## Source document:
____
After the season ended, the St. Louis Cardinals opted to send Sandy Alcantara to pitch for the Surprise Saguaros in the Arizona Fall League in October and November, and it’s there that Baseball Census observed him throw several times against some of the best prospects in baseball. Long term, Alcantara boasts some of the most electric and powerful stuff in all of baseball, if only the 22-year-old (DOB: September 7, 1995) can harness it well enough to remain in the rotation as he reaches the big leagues. Should he fall short of that, he seems poised to take on a late-inning bullpen role with a power arsenal that’ll include an impressive triple-digit fastball. Below, you’ll find our full Sandy Alcantara scouting report from our observations during the AFL, including pitch notes, game video, tool grades, projections, and more on the St. Louis Cardinals prospect.

Sandy Alcantara Scouting Report, St. Louis Cardinals — 2017

Dates observed in 2017: Arizona Fall League

Four-Seam Fastball (70)
Most impressive fastball we observed at AFL this year; easy, easy access to velocity. Ball explodes out of his hand. Typically dead straight with little by way of arm-side run and occasional modest sink. No problem reaching back to hit upper 90s, and velocity gives margin of error when he misses spots, but command needs to improve to establish the pitch early. Nevertheless, legitimate double-plus pitch with impressive velocity and real chance for more to come considering age and notably lean frame upon which to build. Velocity: 93-98, T 99.

Two-Seam Fastball (60)
____
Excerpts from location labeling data
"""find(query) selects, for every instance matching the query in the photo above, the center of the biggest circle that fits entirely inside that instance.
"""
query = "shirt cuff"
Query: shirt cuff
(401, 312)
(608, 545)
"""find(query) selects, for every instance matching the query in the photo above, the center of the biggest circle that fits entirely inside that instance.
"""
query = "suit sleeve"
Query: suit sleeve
____
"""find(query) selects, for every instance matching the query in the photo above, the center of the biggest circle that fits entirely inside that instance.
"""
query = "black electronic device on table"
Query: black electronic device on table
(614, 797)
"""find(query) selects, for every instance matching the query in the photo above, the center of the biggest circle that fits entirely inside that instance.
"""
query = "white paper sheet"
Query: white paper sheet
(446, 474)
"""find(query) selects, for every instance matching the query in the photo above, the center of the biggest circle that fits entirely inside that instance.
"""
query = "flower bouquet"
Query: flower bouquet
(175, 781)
____
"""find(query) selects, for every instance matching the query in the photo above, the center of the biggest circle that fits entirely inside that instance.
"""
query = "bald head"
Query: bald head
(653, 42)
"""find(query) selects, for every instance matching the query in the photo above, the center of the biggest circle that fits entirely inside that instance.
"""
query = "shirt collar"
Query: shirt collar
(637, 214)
____
## Set exercise 1:
Extract the part of the Sandy Alcantara scouting report that opens with the words containing "Most impressive fastball" and closes with "Two-Seam Fastball (60)".
## Set exercise 2:
Show every line of the rows that contains the string "sheet", treating uppercase and lowercase letters as different.
The scouting report and the rows have no connection to each other.

## Task output 1:
Most impressive fastball we observed at AFL this year; easy, easy access to velocity. Ball explodes out of his hand. Typically dead straight with little by way of arm-side run and occasional modest sink. No problem reaching back to hit upper 90s, and velocity gives margin of error when he misses spots, but command needs to improve to establish the pitch early. Nevertheless, legitimate double-plus pitch with impressive velocity and real chance for more to come considering age and notably lean frame upon which to build. Velocity: 93-98, T 99.

Two-Seam Fastball (60)

## Task output 2:
query = "white paper sheet"
Query: white paper sheet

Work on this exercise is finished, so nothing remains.